■ **What this task involves**: Your output should be the entries below, from the first line up to and including the line with "Target: snow-covered roof", reproduced exactly and with no other lines.

■ **Records for this task**:

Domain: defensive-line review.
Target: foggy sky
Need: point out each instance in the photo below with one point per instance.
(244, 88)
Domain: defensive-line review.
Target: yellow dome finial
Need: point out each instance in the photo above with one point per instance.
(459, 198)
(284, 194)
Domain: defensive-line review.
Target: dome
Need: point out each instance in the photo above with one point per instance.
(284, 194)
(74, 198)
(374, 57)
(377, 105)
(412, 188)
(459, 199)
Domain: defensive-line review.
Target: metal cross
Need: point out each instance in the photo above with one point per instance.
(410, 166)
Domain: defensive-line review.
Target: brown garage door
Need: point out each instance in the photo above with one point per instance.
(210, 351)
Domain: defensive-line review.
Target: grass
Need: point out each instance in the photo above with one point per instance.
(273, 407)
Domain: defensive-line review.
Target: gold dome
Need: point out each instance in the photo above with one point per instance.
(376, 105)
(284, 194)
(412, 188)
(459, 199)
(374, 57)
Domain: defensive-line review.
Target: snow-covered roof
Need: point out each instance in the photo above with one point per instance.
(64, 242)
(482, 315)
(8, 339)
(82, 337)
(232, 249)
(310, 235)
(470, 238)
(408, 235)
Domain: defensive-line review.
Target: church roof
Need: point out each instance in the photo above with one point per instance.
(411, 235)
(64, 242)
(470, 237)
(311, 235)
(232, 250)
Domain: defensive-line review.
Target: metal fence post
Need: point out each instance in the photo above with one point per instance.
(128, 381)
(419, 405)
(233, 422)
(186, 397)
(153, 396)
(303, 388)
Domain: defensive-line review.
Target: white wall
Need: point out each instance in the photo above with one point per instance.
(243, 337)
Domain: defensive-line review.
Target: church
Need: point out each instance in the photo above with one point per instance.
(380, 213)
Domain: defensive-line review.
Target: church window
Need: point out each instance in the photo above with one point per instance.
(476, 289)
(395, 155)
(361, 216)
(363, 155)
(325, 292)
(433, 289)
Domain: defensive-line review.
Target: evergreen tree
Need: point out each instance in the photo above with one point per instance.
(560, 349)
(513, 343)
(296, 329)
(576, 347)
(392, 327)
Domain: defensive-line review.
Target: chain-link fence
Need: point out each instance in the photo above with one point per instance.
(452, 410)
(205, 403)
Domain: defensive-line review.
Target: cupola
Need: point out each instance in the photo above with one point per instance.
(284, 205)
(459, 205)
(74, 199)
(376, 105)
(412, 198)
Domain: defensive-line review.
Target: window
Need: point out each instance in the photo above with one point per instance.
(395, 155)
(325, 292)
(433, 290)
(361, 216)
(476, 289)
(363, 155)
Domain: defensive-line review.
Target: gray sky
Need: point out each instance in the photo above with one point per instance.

■ **Solved problem**:
Domain: defensive-line review.
Target: foggy sky
Need: point out each instance in the photo below with one point per instance.
(244, 88)
Domain: defensive-line review.
Target: yellow dome finial
Need: point out each instance in the photo above with one point per instance.
(459, 198)
(284, 194)
Domain: defensive-line review.
Target: dome
Need: point out each instance in the photo above with one point per instance.
(284, 194)
(74, 198)
(374, 57)
(377, 105)
(412, 188)
(459, 199)
Domain: defensive-line review.
Target: metal cross
Need: point out each instance in the photo above with one point per instance.
(410, 166)
Domain: defensive-line review.
Target: brown garage door
Need: point out each instance in the photo above with one point per instance.
(210, 351)
Domain: defensive-line review.
Target: grass
Need: point out each instance in the photo above with one point per instance.
(273, 407)
Domain: defensive-line review.
Target: gold dome
Need: point out each instance in the photo above with one point per instance.
(376, 105)
(284, 194)
(412, 188)
(459, 199)
(374, 57)
Domain: defensive-line review.
Target: snow-covered roof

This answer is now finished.